Set exercise 1: In the notes on the Aristotle selection, which three social classes does Aristotle see?

╭─ Text section

Notes on Ball & Dagger reader
Selection from Aristotle (ca.334 BCE)
Aristotle and the "Middling" Constitution


What questions was Aristotle trying to address?  (Hint:  each of the two parts raises one basic question.)

  1. Who should have the supreme authority?  [Book III, Ch. 11]
  2. What is the best form of government that can actually be realized, given that people are human and institutions imperfect?  [Book IV, Ch. 11]  In other words, Aristotle was not concerned with creating an ideal system of government but only a practicable one.  (This is in contrast to the idealizations in Plato's contemporaneous work, The Republic.)  Aristotle consistently advocated "moderation in all things";  he did not think perfection was achievable or even a very useful goal.

Note that "supreme authority" can really be interpreted in two ways:

The two original questions (supreme authority;  form of government) are posed as separate questions, but they seem to have very similar answers.  Once we know the answer to the first one (in both its aspects) we have the answer to the second one.

Notice that these questions are the classic questions of rule.  From whence does authority (i.e., the source of potential legitimacy) derive?  How can this authority be translated into concrete law so as to make people accept these laws as legitimate?

How do we in the United States answer these questions?

How does Aristotle answer these questions?

First, from whom or what does the authority to rule derive?

Answer:  from all the members of the community.  (Elsewhere in his work Aristotle famously said, "Man is a political animal", meaning that humans were inescapably social in nature.  "Only gods and animals can be solitary.")  The authority of the law derives from the community itself, not from the power of a king or the mandate of a god.

Second, even if the rule is in the name of the community as a whole — pretty revolutionary! —, how should the laws get made?

Let me ask a preliminary question:  why don't we simply have a general assembly in which everyone gathers in some kind of forum (town hall, church, market square, whatever) and decide on laws collectively?

In what terms did Aristotle conceive of the possibility of lawmaking?  Answer:  to him, the issue was a matter of which social class should rule?  (Notice his implicit assumption that it is only one class that should do so.)

What social classes does he see?  Answer:  three:  the upper class, middle class, and lower class.

He has names for rule by each of these classes — well, at least for two of them.  Rule by the upper class he terms "oligarchy" (from the Greek words "oligos" [few] and "archien" [to rule]).  Rule by the lower class (the demos) he terms "democracy".  Rule by the middle class he terms...well, he doesn't have a term for it in this selection, but "polity" is the term he uses elsewhere.

╰─

Set exercise 2: Copy word for word the lines of the entries that begin at the line containing "form: [[326, 132]]." and stop after the line containing "[[209, 252]]".

╭─ Entries

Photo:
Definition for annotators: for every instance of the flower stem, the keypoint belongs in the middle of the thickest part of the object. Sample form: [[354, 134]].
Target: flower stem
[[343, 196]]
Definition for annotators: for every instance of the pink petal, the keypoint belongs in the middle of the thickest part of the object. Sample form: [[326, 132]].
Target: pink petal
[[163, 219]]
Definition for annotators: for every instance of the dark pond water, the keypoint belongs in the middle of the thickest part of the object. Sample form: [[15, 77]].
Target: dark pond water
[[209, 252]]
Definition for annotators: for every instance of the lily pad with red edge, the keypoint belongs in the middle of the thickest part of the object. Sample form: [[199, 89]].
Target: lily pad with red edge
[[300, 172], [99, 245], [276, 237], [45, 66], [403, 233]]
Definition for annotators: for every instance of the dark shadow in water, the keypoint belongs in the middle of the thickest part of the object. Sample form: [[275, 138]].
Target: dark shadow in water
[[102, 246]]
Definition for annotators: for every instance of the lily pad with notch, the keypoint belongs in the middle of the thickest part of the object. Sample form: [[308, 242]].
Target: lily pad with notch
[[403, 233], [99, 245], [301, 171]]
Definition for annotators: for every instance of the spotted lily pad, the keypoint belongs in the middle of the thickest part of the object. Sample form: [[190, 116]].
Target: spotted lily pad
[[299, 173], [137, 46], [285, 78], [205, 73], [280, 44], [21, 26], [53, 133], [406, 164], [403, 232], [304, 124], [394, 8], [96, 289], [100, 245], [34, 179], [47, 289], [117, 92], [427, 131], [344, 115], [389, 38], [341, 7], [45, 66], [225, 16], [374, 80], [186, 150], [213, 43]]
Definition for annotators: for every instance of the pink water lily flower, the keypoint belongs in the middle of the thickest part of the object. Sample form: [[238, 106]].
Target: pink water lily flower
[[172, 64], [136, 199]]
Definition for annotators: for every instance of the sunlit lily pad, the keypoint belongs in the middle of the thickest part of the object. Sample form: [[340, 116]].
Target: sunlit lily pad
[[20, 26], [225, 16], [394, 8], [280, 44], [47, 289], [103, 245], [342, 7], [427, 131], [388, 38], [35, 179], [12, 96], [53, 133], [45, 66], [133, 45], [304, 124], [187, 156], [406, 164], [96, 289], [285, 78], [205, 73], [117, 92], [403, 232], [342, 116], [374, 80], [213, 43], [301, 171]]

╰─

Final answer 1: The upper class, the middle class, and the lower class.

Final answer 2:
Definition for annotators: for every instance of the pink petal, the keypoint belongs in the middle of the thickest part of the object. Sample form: [[326, 132]].
Target: pink petal
[[163, 219]]
Definition for annotators: for every instance of the dark pond water, the keypoint belongs in the middle of the thickest part of the object. Sample form: [[15, 77]].
Target: dark pond water
[[209, 252]]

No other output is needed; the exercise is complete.